> [Directions for this task]:
Below is a block of records: output all of them exactly and leave out the pictures.

╭─ Information supplied

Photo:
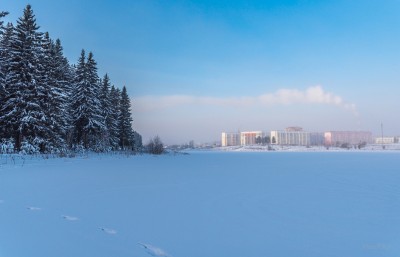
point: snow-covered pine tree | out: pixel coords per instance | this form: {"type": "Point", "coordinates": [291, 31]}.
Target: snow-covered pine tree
{"type": "Point", "coordinates": [52, 97]}
{"type": "Point", "coordinates": [64, 75]}
{"type": "Point", "coordinates": [87, 114]}
{"type": "Point", "coordinates": [125, 122]}
{"type": "Point", "coordinates": [5, 41]}
{"type": "Point", "coordinates": [23, 110]}
{"type": "Point", "coordinates": [113, 128]}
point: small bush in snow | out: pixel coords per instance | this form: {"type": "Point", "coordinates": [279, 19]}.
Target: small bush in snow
{"type": "Point", "coordinates": [29, 148]}
{"type": "Point", "coordinates": [155, 146]}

╰─

> [Answer in full]:
Photo:
point: snow-covered pine tree | out: pixel coords per instance | this form: {"type": "Point", "coordinates": [291, 31]}.
Target: snow-covered pine tree
{"type": "Point", "coordinates": [52, 97]}
{"type": "Point", "coordinates": [64, 75]}
{"type": "Point", "coordinates": [87, 114]}
{"type": "Point", "coordinates": [125, 122]}
{"type": "Point", "coordinates": [5, 41]}
{"type": "Point", "coordinates": [23, 110]}
{"type": "Point", "coordinates": [113, 128]}
point: small bush in snow | out: pixel coords per instance | this form: {"type": "Point", "coordinates": [279, 19]}.
Target: small bush in snow
{"type": "Point", "coordinates": [29, 148]}
{"type": "Point", "coordinates": [155, 146]}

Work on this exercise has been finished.